2. Teachers who work to remediate student learning without a strong belief in students can cause more harm than good. School leaders must work with teachers to approach learning needs with a strong belief in student ability. Our work has shown us that in low- and middle-income countries, in particular, staggeringly large numbers of teachers have low belief in students’ ability to learn. If teachers do not believe in student ability to learn at high levels, students often get stuck in remedial level groups. Students who are on higher-level tracks have a learning curve that ends up much steeper than those on a remedial track simply because teachers believe they can do more. We must approach remediation with caution and with real attention to developing teacher mindset. School leaders should carefully watch groupings and ensure that students are not getting stuck while also explicitly having conversations about student ability and belief with teachers.

3. On a similar note, while remediation and acceleration programs that prescribe particular steps may be very useful with less-skilled teachers, we need to continue to raise the quality of the workforce by investing in their development. Teachers are often not able to understand where students truly are in their learning trajectories and what misconceptions they have, and how to teach a concept in multiple ways in order to help students learn it. This lack of skill often can lead to low belief in students’ ability to learn on the part of teachers. Currently, teacher professional development is often administered by pulling teachers away from their school sites, often causing teachers to miss instructional time and leading to training sessions feeling divorced from the day-to-day realities of the classroom. However, school leaders can be skilled and empowered to increase teacher skill in focused areas (e.g., questioning in the classroom, meeting individual student needs, the use of formative assessment) so that teachers will be better able to diagnose student understanding and tailor more accurate interventions. Without a strong parallel investment in on-site teacher professional development under the guidance of school leaders, remediation will only be a short-term fix.

4. Remediation without a deep focus on equity could lead to perpetuating long-standing systemic injustices. As we work to understand where students are, we need to understand who has been left behind and why. We need to ensure that we are not perpetuating inequitable structures—whether they be based on gender, class, caste, race, disability, language or other markers. Much of the push toward acceleration in the United States is because remediation programs often left African American students languishing in lower-level groups, making incremental progress only. Without real data and real focus on this reality, we often see these inequities being cemented rather than overcome. School leaders need to pay attention to their data, understand their history and ensure that their schools are disrupting these patterns rather than solidifying them.

We support the research behind the effectiveness of targeted instruction programs, such as the targeting instruction by learning level programs recommended in a recent World Bank report, but know too well that a program alone does not solve a problem, and that any program could have risks.

These risks must all be carefully managed by a strong school leader. A school leader will be able to set the culture of high expectations, drive a focus on equity, support teacher development and promote practices that drive curiosity and joy.

The point here is not that the school leader must do all the work above. Instead, as an educational ecosystem, we must invest in school leader training and support, provide school leaders the autonomy to do the work laid out above and build teacher skill as well.

However, without this focus, remediation could have dangerous outcomes, as schools could create situations in which implicit bias toward particular students or groups of students inadvertently slow their growth and development.

• [RECORD EXCERPTS]:
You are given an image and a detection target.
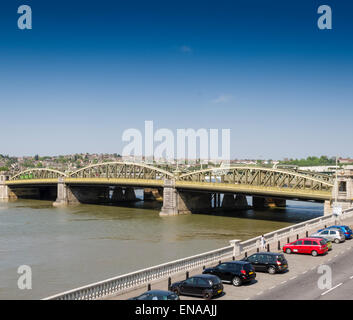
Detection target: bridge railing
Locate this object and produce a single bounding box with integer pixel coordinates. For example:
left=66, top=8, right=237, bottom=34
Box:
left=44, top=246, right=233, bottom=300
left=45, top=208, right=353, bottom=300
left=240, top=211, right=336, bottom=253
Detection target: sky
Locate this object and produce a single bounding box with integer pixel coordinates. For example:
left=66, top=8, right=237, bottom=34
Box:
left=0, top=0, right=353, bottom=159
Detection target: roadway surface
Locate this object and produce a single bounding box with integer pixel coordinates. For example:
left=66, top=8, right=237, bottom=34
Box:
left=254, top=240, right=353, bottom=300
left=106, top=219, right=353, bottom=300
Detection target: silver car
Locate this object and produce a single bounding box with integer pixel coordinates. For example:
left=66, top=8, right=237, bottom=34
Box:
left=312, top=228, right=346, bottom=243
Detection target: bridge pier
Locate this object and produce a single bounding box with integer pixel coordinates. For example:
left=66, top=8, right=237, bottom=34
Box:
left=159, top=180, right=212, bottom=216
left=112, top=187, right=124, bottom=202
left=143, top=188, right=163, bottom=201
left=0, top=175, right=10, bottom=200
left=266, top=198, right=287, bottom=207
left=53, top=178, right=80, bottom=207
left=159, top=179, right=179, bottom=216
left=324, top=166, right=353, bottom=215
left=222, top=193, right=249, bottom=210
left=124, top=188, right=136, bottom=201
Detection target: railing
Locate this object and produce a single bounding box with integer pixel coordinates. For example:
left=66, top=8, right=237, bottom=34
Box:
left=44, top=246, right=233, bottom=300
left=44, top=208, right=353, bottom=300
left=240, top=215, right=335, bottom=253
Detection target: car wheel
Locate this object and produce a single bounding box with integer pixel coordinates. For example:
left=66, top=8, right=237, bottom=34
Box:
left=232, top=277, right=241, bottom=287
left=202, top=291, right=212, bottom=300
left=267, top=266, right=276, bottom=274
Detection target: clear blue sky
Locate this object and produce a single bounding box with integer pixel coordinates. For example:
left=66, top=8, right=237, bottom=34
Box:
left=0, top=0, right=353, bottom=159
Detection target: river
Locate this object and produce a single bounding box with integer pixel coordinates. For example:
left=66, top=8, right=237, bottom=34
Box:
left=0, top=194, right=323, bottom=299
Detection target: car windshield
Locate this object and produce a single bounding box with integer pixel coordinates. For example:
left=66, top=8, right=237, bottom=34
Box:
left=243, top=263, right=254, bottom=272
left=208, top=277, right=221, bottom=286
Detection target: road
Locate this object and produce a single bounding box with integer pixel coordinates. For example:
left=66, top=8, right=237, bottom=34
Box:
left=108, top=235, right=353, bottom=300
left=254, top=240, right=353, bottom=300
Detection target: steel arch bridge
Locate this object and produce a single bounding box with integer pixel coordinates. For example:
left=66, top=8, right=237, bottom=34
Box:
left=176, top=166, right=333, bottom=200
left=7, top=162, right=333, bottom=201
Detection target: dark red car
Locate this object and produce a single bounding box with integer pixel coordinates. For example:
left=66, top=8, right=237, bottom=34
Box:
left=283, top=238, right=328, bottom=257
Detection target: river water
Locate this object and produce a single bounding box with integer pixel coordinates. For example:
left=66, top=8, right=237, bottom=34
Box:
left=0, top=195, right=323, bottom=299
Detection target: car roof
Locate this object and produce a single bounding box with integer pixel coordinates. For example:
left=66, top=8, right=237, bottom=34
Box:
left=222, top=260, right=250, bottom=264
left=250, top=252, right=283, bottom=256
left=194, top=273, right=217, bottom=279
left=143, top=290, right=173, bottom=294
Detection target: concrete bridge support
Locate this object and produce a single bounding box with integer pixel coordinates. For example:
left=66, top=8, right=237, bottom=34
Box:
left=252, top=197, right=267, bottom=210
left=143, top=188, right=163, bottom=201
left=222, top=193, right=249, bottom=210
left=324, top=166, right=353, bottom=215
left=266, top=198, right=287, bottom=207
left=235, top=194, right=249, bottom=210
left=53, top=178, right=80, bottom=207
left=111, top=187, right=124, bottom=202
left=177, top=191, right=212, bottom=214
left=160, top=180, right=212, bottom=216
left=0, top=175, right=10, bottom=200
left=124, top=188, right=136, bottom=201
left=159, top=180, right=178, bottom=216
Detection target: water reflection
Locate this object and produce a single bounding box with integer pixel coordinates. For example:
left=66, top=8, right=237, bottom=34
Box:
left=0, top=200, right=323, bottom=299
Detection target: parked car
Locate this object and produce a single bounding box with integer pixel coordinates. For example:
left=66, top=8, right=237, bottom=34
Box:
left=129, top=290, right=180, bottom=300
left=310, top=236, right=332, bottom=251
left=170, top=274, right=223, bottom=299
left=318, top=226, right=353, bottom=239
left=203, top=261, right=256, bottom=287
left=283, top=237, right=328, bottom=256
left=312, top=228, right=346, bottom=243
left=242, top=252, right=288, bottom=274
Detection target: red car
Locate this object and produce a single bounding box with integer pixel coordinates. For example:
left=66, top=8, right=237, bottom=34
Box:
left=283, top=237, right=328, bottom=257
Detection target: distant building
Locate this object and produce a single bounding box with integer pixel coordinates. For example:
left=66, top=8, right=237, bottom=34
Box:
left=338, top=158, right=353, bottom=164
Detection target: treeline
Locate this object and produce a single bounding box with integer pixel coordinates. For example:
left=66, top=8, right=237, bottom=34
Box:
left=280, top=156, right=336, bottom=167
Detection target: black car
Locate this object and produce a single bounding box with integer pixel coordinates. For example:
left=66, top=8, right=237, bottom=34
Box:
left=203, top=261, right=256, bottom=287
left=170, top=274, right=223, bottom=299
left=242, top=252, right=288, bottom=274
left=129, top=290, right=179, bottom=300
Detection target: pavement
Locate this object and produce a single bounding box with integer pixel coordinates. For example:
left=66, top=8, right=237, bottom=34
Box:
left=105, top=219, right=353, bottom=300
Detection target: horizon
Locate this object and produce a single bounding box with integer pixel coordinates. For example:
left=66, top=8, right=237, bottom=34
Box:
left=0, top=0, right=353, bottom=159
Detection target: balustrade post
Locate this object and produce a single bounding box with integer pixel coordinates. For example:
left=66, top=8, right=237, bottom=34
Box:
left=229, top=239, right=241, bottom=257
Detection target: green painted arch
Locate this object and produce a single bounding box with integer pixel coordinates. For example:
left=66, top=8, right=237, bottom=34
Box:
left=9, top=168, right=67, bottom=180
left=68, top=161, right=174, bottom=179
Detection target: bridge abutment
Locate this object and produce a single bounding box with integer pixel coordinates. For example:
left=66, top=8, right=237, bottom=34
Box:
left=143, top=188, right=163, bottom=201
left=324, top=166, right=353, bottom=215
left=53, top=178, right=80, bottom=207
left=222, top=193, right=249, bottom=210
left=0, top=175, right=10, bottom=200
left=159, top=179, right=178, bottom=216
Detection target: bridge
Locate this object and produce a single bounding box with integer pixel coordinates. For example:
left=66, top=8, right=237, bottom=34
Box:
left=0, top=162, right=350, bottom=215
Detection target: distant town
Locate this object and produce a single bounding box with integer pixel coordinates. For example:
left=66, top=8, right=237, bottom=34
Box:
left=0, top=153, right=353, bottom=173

• [ACTIVITY 1]:
In the text on remediation, rewrite the paragraph beginning "Remediation without a deep focus on equity" as a short bulleted list that keeps its main facts.
• [ACTIVITY 2]:
Sum up the text on remediation in three sentences.

• [WRITTEN REPLY 1]:
- Remediation that lacks a deep focus on equity could keep long-standing systemic injustices in place.
- While learning where students are, educators need to find out who has been left behind and why, and avoid inequitable structures based on gender, class, caste, race, disability, language or other markers.
- In the United States, much of the push toward acceleration came about because remediation programs often left African American students in lower-level groups, making only incremental progress.
- Without real data and real focus on this, these inequities are often cemented rather than overcome.
- School leaders need to watch their data, understand their history and make sure their schools disrupt these patterns instead of solidifying them.

• [WRITTEN REPLY 2]:
Remediation carries risks: teachers with low belief in students' ability can leave them stuck in remedial groups, and programs without a deep focus on equity could perpetuate systemic injustices, as when remediation in the United States left African American students in lower-level groups. Without strong investment in on-site teacher professional development guided by school leaders, remediation will only be a short-term fix. The writers support targeted instruction programs but say a program alone does not solve a problem, so the educational ecosystem must invest in school leader training and support and give school leaders the autonomy to manage these risks.